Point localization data
---------------

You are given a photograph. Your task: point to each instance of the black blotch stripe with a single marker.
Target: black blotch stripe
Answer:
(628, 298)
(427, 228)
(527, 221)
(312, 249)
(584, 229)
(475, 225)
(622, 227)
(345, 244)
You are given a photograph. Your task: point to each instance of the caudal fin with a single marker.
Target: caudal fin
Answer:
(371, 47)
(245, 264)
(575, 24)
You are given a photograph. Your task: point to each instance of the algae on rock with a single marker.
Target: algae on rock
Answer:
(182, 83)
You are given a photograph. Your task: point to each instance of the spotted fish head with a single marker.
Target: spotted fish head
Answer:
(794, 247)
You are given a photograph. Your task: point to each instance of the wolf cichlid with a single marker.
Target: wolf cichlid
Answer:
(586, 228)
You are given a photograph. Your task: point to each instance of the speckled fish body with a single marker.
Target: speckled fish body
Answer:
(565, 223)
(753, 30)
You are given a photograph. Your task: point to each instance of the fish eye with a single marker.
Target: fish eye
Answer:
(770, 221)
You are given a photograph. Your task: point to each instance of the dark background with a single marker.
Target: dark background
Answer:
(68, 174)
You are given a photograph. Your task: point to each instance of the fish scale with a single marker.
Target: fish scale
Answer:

---------------

= TASK GOAL =
Wherever the word "rock" turns up in the records above, copy the line that holds it.

= EXPECTED ANSWER =
You are given a photograph. Your task: point to each instance of the algae on rock with a single marker.
Target: algae on rock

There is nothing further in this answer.